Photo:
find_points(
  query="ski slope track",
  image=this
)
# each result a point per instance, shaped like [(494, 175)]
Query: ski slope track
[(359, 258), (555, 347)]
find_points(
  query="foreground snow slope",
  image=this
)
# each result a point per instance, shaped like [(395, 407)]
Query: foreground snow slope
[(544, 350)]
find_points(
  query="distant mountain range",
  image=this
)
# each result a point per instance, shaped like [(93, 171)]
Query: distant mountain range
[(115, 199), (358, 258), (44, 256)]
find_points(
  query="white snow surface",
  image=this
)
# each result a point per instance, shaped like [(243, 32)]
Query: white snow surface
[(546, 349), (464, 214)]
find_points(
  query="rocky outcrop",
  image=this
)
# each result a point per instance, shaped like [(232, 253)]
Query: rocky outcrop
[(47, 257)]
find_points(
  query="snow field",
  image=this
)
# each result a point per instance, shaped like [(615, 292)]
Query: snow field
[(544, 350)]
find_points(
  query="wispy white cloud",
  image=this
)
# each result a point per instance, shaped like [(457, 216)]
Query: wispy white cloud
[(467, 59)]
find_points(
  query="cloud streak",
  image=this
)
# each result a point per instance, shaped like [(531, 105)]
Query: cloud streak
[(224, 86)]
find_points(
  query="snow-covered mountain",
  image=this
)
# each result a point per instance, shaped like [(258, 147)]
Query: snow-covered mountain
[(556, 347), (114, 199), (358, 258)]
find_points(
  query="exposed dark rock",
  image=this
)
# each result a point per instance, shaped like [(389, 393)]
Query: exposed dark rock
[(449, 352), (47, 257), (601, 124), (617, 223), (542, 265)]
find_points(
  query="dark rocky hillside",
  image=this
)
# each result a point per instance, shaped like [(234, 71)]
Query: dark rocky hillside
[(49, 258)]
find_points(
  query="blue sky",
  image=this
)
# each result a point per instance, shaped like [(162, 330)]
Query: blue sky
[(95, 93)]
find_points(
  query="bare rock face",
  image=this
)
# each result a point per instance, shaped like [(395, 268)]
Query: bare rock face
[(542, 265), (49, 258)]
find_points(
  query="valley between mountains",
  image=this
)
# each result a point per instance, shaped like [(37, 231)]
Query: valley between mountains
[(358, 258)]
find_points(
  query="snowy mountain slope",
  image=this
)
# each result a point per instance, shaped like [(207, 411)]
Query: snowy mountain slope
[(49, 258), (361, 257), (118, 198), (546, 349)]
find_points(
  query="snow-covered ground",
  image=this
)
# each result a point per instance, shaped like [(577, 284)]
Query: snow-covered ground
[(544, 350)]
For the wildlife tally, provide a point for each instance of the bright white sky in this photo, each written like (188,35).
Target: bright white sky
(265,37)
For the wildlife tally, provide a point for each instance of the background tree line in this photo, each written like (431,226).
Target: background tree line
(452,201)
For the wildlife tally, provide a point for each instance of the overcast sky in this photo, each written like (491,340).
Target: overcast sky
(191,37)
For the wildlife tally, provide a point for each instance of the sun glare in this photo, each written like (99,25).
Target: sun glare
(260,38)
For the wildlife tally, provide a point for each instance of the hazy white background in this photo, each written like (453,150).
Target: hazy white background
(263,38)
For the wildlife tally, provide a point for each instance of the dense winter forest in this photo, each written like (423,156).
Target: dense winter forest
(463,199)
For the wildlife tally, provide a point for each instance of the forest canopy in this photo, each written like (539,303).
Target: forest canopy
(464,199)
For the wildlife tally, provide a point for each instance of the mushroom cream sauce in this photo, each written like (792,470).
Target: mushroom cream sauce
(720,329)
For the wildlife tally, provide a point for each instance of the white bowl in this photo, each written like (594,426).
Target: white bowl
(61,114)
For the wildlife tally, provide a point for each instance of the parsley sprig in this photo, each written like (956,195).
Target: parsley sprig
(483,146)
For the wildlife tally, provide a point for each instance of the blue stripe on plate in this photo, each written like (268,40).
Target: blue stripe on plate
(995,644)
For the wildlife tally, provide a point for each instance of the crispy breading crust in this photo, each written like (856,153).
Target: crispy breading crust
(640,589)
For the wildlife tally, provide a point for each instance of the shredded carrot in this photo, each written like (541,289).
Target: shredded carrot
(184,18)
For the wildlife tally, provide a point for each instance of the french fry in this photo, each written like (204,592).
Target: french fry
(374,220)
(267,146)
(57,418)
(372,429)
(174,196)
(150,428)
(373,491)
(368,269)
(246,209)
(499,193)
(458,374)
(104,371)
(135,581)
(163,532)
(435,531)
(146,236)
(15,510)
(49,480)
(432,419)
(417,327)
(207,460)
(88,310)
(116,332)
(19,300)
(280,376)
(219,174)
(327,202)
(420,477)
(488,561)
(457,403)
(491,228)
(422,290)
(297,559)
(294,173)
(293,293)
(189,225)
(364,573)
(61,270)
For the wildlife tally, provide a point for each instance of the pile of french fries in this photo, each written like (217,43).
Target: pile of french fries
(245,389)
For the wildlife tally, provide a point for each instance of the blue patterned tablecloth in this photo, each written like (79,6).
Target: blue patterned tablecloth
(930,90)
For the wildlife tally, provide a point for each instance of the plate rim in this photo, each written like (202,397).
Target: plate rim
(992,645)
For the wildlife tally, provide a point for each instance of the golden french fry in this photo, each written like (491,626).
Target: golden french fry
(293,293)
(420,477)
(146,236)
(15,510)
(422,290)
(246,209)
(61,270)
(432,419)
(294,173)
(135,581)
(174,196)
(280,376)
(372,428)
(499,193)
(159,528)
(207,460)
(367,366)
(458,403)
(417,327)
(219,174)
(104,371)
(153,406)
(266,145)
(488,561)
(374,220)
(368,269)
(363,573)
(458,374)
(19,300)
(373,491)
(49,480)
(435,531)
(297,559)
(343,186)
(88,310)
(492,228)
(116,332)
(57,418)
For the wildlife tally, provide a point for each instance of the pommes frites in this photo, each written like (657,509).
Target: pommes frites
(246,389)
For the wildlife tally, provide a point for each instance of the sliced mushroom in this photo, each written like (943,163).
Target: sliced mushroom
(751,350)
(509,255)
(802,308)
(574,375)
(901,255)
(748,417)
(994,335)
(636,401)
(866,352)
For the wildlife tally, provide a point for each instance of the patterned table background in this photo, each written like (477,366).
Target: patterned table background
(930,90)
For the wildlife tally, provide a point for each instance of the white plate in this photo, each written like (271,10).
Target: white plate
=-=-=
◆ Task prompt ◆
Give the listing again, word for word.

◆ Response for this exercise ◆
Photo:
find_points(
  query="ski slope track",
  image=this
)
# each result a point per instance, shaped like [(494, 175)]
Query: ski slope track
[(359, 258), (555, 347)]
find_points(
  query="foreground snow slope",
  image=this
)
# each result a point per instance, shaped like [(395, 407)]
Query: foreground snow slope
[(544, 350)]
find_points(
  query="distant mountain range",
  image=this
)
# each result a point per instance, shaped like [(93, 171)]
Query: distant mountain range
[(115, 199), (358, 258), (44, 256)]
find_points(
  query="white snow surface",
  image=this
)
# each result a point per instance, shaped like [(243, 32)]
Query: white snow surface
[(546, 349), (464, 214)]
find_points(
  query="rocky outcrop",
  image=this
)
# each result a point per instance, shaped like [(232, 253)]
Query: rocky outcrop
[(47, 257)]
find_points(
  query="snow field",
  image=this
)
# each result a point per instance, shaped like [(615, 292)]
Query: snow field
[(544, 350)]
find_points(
  query="wispy white cloud",
  image=this
)
# each result a point per instance, shaped like [(457, 216)]
Query: wispy white cloud
[(467, 59)]
find_points(
  query="cloud streak",
  image=this
)
# each result a point per instance, shaped like [(531, 105)]
Query: cloud streak
[(224, 86)]
find_points(
  query="snow-covered mountain",
  image=this
)
# each result a point per instance, shaped like [(258, 147)]
Query: snow-covered mountain
[(556, 347), (114, 199), (358, 258)]
find_points(
  query="exposed dark rock",
  image=this
)
# each result a point per instance, shaped like [(389, 393)]
Query: exposed dark rock
[(449, 352), (47, 257), (601, 124), (617, 223), (542, 265)]
find_points(
  query="dark rocky hillside",
  image=this
)
# each result a point per instance, shaped like [(234, 71)]
Query: dark rocky hillside
[(49, 258)]
find_points(
  query="blue sky",
  image=this
)
# each result a point per instance, shaped like [(162, 330)]
Query: blue sky
[(95, 93)]
find_points(
  query="bare rock face",
  image=this
)
# each result a point per instance, shaped like [(395, 268)]
Query: bare rock face
[(542, 265), (49, 258)]
find_points(
  query="valley between mountains",
  image=this
)
# each result a point per instance, shaped like [(37, 231)]
Query: valley between mountains
[(358, 258)]
find_points(
  query="snowy mountain slope",
  image=this
)
# each result a point per instance, shaped like [(207, 411)]
Query: snowy mountain slope
[(49, 258), (361, 257), (118, 198), (546, 349)]
find_points(
  query="snow-covered ground",
  image=this
)
# each result a point per instance, shaped like [(577, 284)]
Query: snow-covered ground
[(544, 350)]
For the wildlife tally, provide a point for each instance of the bright white sky in this photo, each written like (188,35).
Target: bright white sky
(265,37)
For the wildlife tally, provide a point for each instance of the background tree line in this photo, each written like (431,226).
Target: background tree line
(452,201)
For the wildlife tally, provide a point for each instance of the overcast sky in this photo, each written like (491,340).
Target: overcast sky
(191,37)
For the wildlife tally, provide a point for each instance of the sun glare in this photo, each written like (99,25).
Target: sun glare
(260,38)
For the wildlife tally, provide a point for each instance of the hazy white background in this photo, each written like (453,150).
Target: hazy white background
(263,38)
For the wildlife tally, provide a point for each instance of the dense winter forest in this photo, each written like (423,156).
Target: dense winter forest
(463,199)
For the wildlife tally, provide a point for each instance of the forest canopy in this photo, each written like (539,303).
Target: forest canopy
(464,199)
For the wildlife tally, provide a point for each instance of the mushroom cream sauce in this photo, each written like (792,470).
Target: mushroom cream sauce
(720,329)
For the wildlife tally, provide a point for each instance of the white bowl in this photo, each written like (594,426).
Target: white bowl
(61,114)
For the wildlife tally, provide a point for each instance of the parsley sprig in this photo, each written like (956,195).
Target: parsley sprig
(483,146)
For the wildlife tally, provide a point for each instance of the blue stripe on plate in this photo, each written like (268,40).
Target: blue stripe on plate
(995,644)
For the wildlife tally, provide a point for each instance of the crispy breading crust in this photo, each written like (856,153).
Target: crispy breading crust
(640,589)
For the wildlife tally, provide a point for each instance of the shredded carrot in this photo, each written like (541,289).
Target: shredded carrot
(184,18)
For the wildlife tally, provide a point for each instance of the french fry in this photo, each written like (204,592).
Target: french fry
(374,220)
(267,146)
(57,418)
(372,429)
(174,196)
(150,428)
(373,491)
(368,269)
(246,209)
(499,193)
(458,374)
(104,371)
(135,581)
(163,532)
(435,531)
(146,236)
(15,510)
(49,480)
(432,419)
(417,327)
(207,460)
(88,310)
(116,332)
(19,300)
(280,376)
(219,174)
(327,202)
(420,477)
(488,561)
(457,403)
(491,228)
(422,290)
(297,559)
(294,173)
(293,293)
(189,225)
(364,573)
(61,270)
For the wildlife tally, provide a point for each instance of the pile of french fries in this photo, each written like (217,43).
Target: pile of french fries
(245,389)
For the wildlife tally, provide a point for each instance of the blue patterned tablecloth in this photo, each written like (79,6).
Target: blue patterned tablecloth
(930,90)
For the wildlife tally, provide a point for each instance of the plate rim in this photo, each written like (202,397).
Target: plate rim
(992,645)
For the wildlife tally, provide a point for each instance of the golden french fry in this photo, each written like (491,626).
Target: golden french fry
(293,293)
(420,477)
(146,236)
(15,510)
(422,290)
(246,209)
(61,270)
(432,419)
(294,173)
(135,581)
(174,196)
(280,376)
(372,428)
(499,193)
(159,528)
(207,460)
(367,366)
(458,403)
(417,327)
(219,174)
(104,371)
(153,406)
(266,145)
(488,561)
(374,220)
(368,269)
(363,573)
(458,374)
(19,300)
(373,491)
(49,480)
(435,531)
(297,559)
(343,186)
(88,310)
(492,228)
(116,332)
(57,418)
For the wildlife tally, provide a point for each instance of the pommes frites in this photo, each written like (657,509).
Target: pommes frites
(246,389)
For the wildlife tally, provide a point for each instance of the sliced mushroom in this photo, each written like (943,163).
Target: sliced mushroom
(751,350)
(509,255)
(802,308)
(574,375)
(901,255)
(748,417)
(994,335)
(636,401)
(866,352)
For the wildlife tally, provide a point for each instance of the patterned table background in this photo, each written like (477,366).
Target: patterned table background
(930,90)
For the wildlife tally, provide a point for each instance of the white plate in this photo, each written like (271,10).
Target: white plate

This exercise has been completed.